Work order — What is the count of lines below that include "dark"? Reply with nothing else.

+++

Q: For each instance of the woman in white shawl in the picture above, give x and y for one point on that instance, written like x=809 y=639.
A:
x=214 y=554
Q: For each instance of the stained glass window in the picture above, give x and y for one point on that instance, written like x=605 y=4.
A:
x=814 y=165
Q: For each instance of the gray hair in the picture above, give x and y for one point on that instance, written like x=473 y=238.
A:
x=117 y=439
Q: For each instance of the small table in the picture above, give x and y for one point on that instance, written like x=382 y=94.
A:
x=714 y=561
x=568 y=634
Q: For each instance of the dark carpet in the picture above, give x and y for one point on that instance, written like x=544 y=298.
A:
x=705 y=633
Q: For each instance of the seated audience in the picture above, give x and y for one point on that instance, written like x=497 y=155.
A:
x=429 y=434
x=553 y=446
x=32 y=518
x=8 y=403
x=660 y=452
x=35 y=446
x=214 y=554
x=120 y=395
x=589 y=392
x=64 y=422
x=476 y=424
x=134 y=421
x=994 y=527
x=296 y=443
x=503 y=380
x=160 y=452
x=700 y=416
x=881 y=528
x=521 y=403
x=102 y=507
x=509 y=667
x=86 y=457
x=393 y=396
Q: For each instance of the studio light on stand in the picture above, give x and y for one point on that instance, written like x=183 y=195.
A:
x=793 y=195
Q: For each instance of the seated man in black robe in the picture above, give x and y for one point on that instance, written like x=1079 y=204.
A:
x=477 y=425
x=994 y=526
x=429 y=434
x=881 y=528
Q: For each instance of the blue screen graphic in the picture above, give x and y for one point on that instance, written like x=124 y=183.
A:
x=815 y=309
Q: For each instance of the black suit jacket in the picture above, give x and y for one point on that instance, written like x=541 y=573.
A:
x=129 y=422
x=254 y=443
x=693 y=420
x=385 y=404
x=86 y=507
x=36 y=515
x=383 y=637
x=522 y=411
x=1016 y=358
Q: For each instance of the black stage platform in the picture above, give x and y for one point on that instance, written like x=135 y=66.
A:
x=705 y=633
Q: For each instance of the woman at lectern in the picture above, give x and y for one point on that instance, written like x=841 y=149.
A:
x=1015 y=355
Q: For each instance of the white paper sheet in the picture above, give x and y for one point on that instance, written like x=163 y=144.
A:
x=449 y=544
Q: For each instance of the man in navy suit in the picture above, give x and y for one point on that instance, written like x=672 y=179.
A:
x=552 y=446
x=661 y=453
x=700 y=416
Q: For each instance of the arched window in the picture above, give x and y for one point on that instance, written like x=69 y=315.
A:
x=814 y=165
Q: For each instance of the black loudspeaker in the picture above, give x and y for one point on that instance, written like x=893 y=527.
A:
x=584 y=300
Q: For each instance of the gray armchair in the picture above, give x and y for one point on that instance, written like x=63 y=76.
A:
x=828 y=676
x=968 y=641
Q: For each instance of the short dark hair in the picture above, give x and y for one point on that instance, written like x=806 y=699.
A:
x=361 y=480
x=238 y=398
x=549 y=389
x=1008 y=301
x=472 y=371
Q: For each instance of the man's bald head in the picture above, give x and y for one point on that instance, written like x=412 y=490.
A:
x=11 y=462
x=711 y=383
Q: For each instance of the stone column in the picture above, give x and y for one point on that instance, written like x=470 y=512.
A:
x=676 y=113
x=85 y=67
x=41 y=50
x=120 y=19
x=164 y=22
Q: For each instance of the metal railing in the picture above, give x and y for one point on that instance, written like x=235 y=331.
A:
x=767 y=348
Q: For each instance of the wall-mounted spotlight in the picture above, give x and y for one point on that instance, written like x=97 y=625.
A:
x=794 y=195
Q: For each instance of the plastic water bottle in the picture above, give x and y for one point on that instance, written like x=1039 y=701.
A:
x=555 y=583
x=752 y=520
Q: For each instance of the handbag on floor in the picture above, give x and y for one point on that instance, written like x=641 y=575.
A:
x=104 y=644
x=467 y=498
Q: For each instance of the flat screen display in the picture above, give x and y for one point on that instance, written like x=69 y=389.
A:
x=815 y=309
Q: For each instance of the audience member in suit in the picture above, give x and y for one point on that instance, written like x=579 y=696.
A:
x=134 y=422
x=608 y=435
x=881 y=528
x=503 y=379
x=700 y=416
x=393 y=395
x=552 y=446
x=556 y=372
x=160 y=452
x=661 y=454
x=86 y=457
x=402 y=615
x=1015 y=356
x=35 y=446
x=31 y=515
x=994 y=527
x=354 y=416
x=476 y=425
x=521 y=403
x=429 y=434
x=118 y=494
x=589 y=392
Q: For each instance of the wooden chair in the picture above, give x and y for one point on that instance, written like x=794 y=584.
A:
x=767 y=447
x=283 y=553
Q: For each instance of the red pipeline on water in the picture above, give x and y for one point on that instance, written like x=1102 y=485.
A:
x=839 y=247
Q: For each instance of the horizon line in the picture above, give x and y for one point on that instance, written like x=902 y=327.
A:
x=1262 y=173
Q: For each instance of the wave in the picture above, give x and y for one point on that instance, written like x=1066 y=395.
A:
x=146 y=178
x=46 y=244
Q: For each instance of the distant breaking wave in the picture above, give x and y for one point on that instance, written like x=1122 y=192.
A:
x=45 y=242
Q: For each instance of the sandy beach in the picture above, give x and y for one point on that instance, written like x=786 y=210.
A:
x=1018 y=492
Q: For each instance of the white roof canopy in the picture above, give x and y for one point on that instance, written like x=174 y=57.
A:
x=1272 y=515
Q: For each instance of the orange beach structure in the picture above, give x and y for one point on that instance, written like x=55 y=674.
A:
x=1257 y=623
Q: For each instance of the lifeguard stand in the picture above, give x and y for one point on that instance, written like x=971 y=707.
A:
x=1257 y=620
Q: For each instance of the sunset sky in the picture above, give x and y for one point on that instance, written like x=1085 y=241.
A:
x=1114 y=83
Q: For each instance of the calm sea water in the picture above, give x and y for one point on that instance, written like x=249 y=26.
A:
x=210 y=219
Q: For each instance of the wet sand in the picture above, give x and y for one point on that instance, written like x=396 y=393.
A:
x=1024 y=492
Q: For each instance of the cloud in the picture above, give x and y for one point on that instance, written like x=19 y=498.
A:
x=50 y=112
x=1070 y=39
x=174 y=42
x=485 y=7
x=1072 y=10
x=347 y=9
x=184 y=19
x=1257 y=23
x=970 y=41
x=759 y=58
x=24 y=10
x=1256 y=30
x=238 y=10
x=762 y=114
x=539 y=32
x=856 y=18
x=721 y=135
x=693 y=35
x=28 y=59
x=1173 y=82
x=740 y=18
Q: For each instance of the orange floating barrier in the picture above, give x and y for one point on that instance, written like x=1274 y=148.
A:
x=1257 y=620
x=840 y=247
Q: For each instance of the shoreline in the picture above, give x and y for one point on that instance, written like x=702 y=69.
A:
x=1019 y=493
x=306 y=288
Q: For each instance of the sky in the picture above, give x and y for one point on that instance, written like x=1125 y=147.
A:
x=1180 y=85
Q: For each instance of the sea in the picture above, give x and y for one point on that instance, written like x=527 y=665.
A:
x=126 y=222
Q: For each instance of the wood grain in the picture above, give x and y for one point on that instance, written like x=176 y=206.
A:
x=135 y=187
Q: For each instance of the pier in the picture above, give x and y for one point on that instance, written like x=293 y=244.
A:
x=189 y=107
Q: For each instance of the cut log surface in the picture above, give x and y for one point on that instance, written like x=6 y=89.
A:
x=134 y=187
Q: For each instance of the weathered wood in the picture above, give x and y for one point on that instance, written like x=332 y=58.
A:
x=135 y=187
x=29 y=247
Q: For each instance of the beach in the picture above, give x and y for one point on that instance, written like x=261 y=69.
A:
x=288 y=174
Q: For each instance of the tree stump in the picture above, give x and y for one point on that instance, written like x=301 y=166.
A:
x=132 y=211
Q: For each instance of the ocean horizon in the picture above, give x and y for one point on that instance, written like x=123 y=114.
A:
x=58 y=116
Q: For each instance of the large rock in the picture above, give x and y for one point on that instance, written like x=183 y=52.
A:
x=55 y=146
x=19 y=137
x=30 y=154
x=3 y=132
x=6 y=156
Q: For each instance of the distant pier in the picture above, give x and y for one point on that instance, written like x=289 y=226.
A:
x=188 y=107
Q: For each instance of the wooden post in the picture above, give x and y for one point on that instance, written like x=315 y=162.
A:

+++

Result of the task — 2